(Referring expression pointing data)
================
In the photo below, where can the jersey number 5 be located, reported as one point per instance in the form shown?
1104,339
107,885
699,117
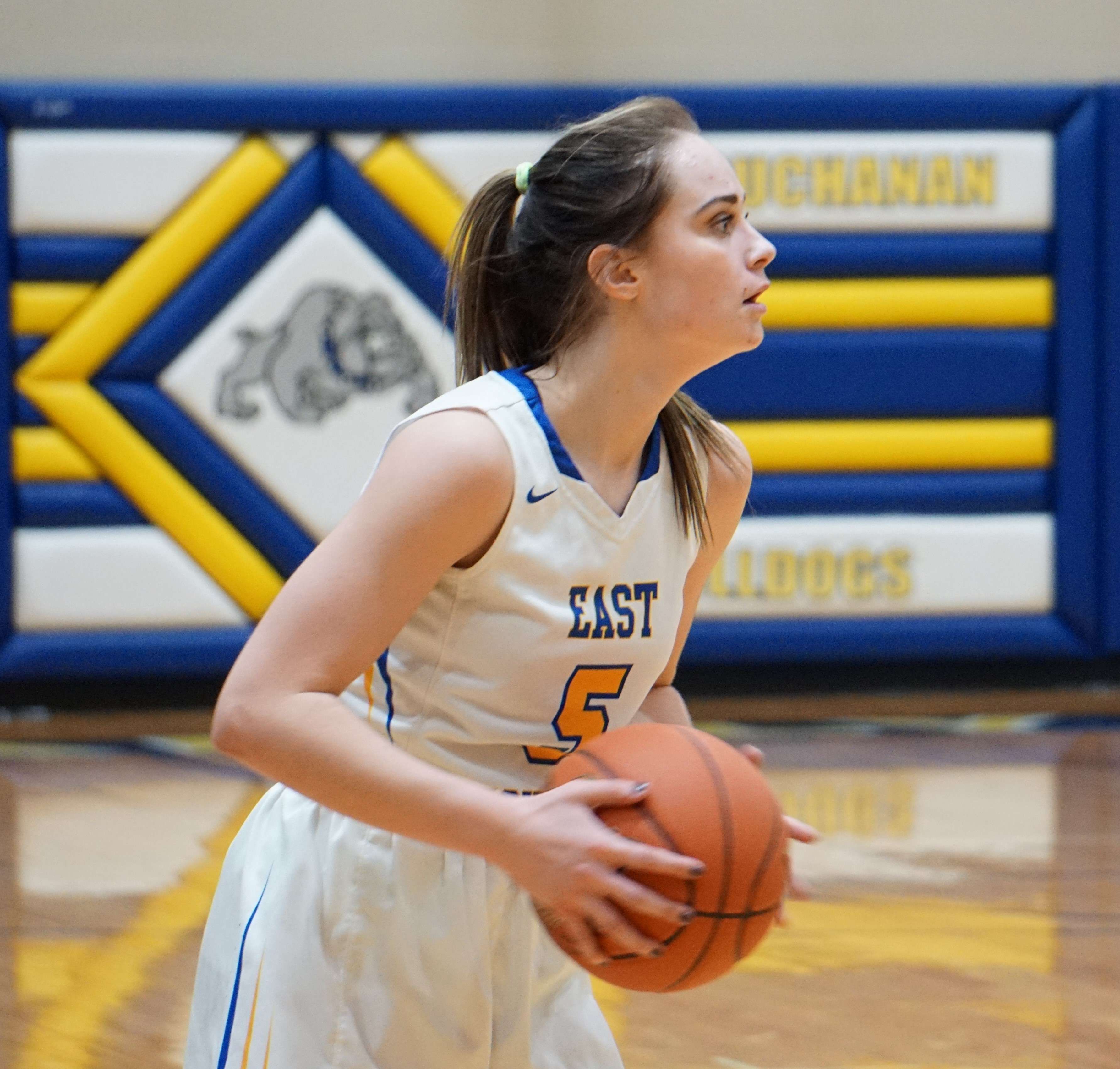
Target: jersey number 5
578,716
================
YOUR TASK:
From the first line to the last, write out the data exactly, dropping any pictures.

SOLUTION FOR THIS TASK:
In the photo below, where can the jersey number 5 be located, reported as one point per instance in the form shown?
1104,339
107,885
699,117
Target: jersey number 5
578,716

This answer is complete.